### Указание A
Измените записи от первой строки до строки с «230 119 L 233» включительно, заменив «rigging line» на «mooring line» и сохранив все остальное без изменений. Изображения в ответ не включайте.

### Исходный отрывок
____

Все шло как по-писаному. Поднялись вихри, полетел вверх всякий сор; непогоды и ветры нагнали ливни — молодик[326] омывался. И гений в своей среде, как и полагалось, не миновал искуса; герою надо было победить много годов и трудностей и на смелом ходу вытаскивать много дреколий из колес своей торжественной колесницы…
Все преодолел сам герой. И к началу восьмидесятых годов молодой месяц достиг уже полнолуния, ярко освещал собою все наше небо и тревожил таинственным блеском всю нашу землю.
Тогда жизнь учащейся искусству молодежи лепилась на чердаках Академии художеств, где скромным бедняком появился и А. И. Куинджи.
И появление его вначале никто не заметил. Он был с большими недочетами в образовании, односторонен, резок и варварски не признавал никаких традиций, — что называется, ломил во-всю и даже оскорблял иногда традиционные святыни художественного культа, считая все это устарелым.

____

### Указание B
Продолжите отрывок об А. И. Куинджи в Академии художеств, начиная сразу после его последнего предложения.

### Строки
____

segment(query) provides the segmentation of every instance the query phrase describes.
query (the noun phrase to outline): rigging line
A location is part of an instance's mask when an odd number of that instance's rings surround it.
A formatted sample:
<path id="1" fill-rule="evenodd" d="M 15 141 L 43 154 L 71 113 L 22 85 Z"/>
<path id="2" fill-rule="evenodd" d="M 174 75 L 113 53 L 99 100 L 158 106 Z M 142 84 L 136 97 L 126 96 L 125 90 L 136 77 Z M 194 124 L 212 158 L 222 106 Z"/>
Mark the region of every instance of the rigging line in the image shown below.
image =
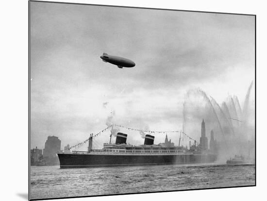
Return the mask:
<path id="1" fill-rule="evenodd" d="M 132 130 L 134 131 L 142 131 L 143 132 L 149 132 L 149 133 L 179 133 L 179 131 L 149 131 L 147 130 L 142 130 L 142 129 L 134 129 L 133 128 L 130 128 L 127 127 L 126 126 L 122 126 L 120 125 L 117 125 L 117 124 L 114 124 L 114 126 L 117 126 L 120 128 L 124 128 L 127 129 L 131 129 Z"/>
<path id="2" fill-rule="evenodd" d="M 230 119 L 233 119 L 233 120 L 234 120 L 235 121 L 239 121 L 240 122 L 242 122 L 242 121 L 240 121 L 238 119 L 236 119 L 236 118 L 232 118 L 232 117 L 228 117 L 228 118 L 230 118 Z"/>

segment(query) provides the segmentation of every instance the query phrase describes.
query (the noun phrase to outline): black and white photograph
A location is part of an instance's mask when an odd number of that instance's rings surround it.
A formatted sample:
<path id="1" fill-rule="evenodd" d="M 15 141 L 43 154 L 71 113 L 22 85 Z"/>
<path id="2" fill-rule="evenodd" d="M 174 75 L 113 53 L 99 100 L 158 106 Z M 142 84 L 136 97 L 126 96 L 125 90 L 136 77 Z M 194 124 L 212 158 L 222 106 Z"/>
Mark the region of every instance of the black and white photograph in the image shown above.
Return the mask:
<path id="1" fill-rule="evenodd" d="M 256 185 L 256 16 L 29 1 L 29 199 Z"/>

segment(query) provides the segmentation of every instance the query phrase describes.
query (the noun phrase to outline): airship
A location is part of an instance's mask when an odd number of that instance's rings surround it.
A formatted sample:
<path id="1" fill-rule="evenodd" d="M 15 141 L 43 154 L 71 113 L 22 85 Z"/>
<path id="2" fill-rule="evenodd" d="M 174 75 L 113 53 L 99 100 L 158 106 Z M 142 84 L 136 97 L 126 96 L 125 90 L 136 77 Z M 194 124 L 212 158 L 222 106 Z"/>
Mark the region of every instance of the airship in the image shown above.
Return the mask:
<path id="1" fill-rule="evenodd" d="M 135 66 L 135 64 L 133 61 L 125 58 L 117 56 L 109 55 L 106 53 L 103 53 L 103 55 L 100 56 L 104 62 L 108 62 L 116 65 L 119 68 L 123 67 L 132 67 Z"/>

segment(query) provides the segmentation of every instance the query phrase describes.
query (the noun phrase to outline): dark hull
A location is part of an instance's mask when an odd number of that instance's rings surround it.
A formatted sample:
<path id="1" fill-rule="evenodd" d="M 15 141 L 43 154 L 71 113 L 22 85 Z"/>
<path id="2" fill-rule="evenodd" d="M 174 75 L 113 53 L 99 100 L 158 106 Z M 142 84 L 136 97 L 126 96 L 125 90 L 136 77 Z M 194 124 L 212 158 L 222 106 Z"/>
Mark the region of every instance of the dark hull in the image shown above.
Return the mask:
<path id="1" fill-rule="evenodd" d="M 212 163 L 214 154 L 110 155 L 58 153 L 60 168 Z"/>

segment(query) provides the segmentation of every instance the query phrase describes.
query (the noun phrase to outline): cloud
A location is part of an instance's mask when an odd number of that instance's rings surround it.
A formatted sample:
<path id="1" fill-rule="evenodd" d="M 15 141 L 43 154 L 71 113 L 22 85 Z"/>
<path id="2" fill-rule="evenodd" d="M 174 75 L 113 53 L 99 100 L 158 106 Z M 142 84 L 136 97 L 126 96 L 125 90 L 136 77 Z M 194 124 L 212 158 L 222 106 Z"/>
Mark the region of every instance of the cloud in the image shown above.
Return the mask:
<path id="1" fill-rule="evenodd" d="M 240 88 L 254 77 L 252 17 L 31 6 L 32 146 L 43 147 L 51 134 L 63 145 L 83 140 L 105 126 L 110 110 L 121 124 L 179 128 L 189 88 L 200 86 L 220 100 L 229 91 L 243 96 Z M 102 62 L 103 52 L 136 65 L 119 69 Z M 137 143 L 139 135 L 131 139 Z"/>

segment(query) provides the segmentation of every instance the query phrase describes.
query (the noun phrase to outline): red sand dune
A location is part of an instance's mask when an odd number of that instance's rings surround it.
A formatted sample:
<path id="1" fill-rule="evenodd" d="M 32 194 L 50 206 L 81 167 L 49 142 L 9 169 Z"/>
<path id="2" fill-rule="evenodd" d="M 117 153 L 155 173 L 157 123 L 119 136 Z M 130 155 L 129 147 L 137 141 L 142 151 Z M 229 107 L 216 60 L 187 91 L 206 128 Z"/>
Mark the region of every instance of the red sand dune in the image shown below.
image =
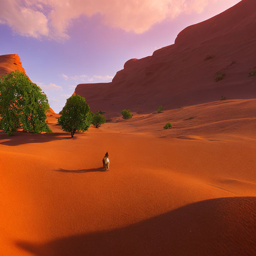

____

### Ожидаемый ответ A
segment(query) provides the segmentation of every instance the query phrase describes.
query (the noun phrase to outline): mooring line
A location is part of an instance's mask when an odd number of that instance's rings surround it.
A formatted sample:
<path id="1" fill-rule="evenodd" d="M 15 141 L 43 154 L 71 113 L 22 85 Z"/>
<path id="2" fill-rule="evenodd" d="M 174 75 L 113 53 L 99 100 L 158 106 Z M 142 84 L 136 97 L 126 96 L 125 90 L 136 77 Z M 194 124 L 212 158 L 222 106 Z"/>
Mark the region of every instance of the mooring line in the image shown below.
image =
Return the mask:
<path id="1" fill-rule="evenodd" d="M 132 130 L 134 131 L 142 131 L 143 132 L 149 132 L 149 133 L 179 133 L 179 131 L 149 131 L 147 130 L 142 130 L 142 129 L 134 129 L 133 128 L 130 128 L 127 127 L 126 126 L 122 126 L 120 125 L 117 125 L 117 124 L 114 124 L 114 126 L 117 126 L 120 128 L 124 128 L 127 129 L 131 129 Z"/>
<path id="2" fill-rule="evenodd" d="M 230 119 L 233 119 L 233 120 L 234 120 L 235 121 L 239 121 L 240 122 L 242 122 L 242 121 L 240 121 L 238 119 L 236 119 L 236 118 L 232 118 L 232 117 L 228 117 L 228 118 L 230 118 Z"/>

### Ожидаемый ответ B
Как истинный гений-изобретатель он шел от своего природного ума, верил только в свои личные воззрения на искусство и влиял на товарищей менторски. Никогда у него не могло быть даже мысли работать скромно в своей специальности, довольствоваться камнем, лично им положенным в бесконечной лестнице, ведущей к совершенству в искусстве. Его гений мог работать только над чем-нибудь еще неизвестным человечеству, не грезившимся никаким художникам до него. Академических рисовальных вечеров он не посещал; научные лекции наших тогдашних курсов (растянутых на шесть лет) также его нисколько не интересовали. До всего он доходил собственным умом. Но только после посещения Валаама, где он проработал с натуры все лето и откуда привез превосходные этюды, началась его оригинальная творческая деятельность.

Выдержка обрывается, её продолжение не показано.